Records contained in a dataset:
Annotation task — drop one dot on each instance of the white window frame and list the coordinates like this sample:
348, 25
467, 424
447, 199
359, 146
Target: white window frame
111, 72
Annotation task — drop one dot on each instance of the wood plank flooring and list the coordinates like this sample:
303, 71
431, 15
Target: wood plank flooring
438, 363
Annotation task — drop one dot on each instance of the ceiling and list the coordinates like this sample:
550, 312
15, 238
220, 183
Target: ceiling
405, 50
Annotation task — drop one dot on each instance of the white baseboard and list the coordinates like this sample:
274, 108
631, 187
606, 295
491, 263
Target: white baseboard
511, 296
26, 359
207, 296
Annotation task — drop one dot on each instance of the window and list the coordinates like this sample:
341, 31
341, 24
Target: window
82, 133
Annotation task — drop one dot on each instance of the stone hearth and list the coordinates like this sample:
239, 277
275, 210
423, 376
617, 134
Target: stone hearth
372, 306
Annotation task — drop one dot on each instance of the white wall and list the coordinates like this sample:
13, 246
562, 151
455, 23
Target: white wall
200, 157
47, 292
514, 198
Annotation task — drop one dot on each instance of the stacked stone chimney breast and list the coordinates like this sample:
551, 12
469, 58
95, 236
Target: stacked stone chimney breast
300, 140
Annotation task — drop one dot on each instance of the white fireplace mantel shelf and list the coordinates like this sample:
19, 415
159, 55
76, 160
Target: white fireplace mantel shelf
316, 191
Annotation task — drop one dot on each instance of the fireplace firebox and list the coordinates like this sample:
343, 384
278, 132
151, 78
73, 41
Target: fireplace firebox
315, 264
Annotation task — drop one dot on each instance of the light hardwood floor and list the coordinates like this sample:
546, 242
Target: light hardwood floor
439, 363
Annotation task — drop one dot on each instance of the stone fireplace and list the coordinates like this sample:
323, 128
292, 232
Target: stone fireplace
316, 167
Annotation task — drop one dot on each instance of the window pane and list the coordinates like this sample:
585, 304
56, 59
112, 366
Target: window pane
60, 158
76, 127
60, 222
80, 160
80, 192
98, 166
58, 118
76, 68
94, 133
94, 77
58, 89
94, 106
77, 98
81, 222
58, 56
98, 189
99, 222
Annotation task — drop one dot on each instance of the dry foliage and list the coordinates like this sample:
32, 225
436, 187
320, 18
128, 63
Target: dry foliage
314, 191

- [Work order] Could I ask you to return the records exactly and in full?

- [Exercise response]
Annotation task — drop one dot on each instance of the white window frame and list the coordinates like this sample:
348, 25
467, 424
447, 199
359, 146
Target: white window frame
111, 72
Annotation task — drop one dot on each instance of the wood plank flooring and list the coordinates like this sample:
303, 71
431, 15
Target: wood plank flooring
438, 363
Annotation task — drop one dot on each instance of the ceiling and list the coordinates like this sample:
550, 312
15, 238
220, 183
Target: ceiling
405, 50
Annotation task — drop one dot on each instance of the white baseboard and list the coordinates like this sample:
274, 108
631, 187
606, 295
491, 263
Target: white baseboard
511, 296
26, 359
207, 296
Annotation task — drop one dot on each instance of the window and list the coordinates like this sample:
341, 31
341, 24
Target: window
82, 133
Annotation task — drop one dot on each instance of the stone hearth and list the coordinates like this sample:
239, 277
275, 210
423, 376
617, 134
Target: stone hearth
372, 306
Annotation task — drop one dot on each instance of the white wall and list the coordinates like this sample:
13, 246
562, 151
455, 23
Target: white wall
200, 157
47, 292
514, 198
Annotation task — drop one dot on each instance of the stacked stone chimney breast and list the coordinates like this sample:
551, 12
469, 58
95, 236
Target: stacked stone chimney breast
300, 140
Annotation task — drop one dot on each instance of the white fireplace mantel shelf and list the coordinates like this sample:
19, 415
159, 55
76, 160
Target: white fireplace mantel shelf
316, 191
Annotation task — drop one dot on each instance of the fireplace firebox and list the coordinates like this sample:
343, 384
278, 132
151, 78
73, 41
Target: fireplace firebox
315, 264
Annotation task — drop one dot on each instance of the light hardwood floor and list the coordinates like this sample:
546, 242
Target: light hardwood floor
439, 363
Annotation task — drop one dot on each instance of the stone fireplace and list the coordinates like this sample:
323, 128
292, 232
Target: stone fireplace
316, 167
Annotation task — drop one dot on each instance of the window pane and list the coordinates like this sample:
585, 304
56, 59
112, 366
Target: window pane
60, 158
76, 127
60, 222
80, 160
80, 192
98, 166
58, 118
76, 68
94, 133
94, 77
58, 89
94, 106
77, 98
81, 222
58, 56
98, 189
99, 222
Annotation task — drop one dot on each instance of the dry foliage and list the coordinates like this sample:
32, 225
436, 187
320, 18
128, 63
Target: dry foliage
314, 191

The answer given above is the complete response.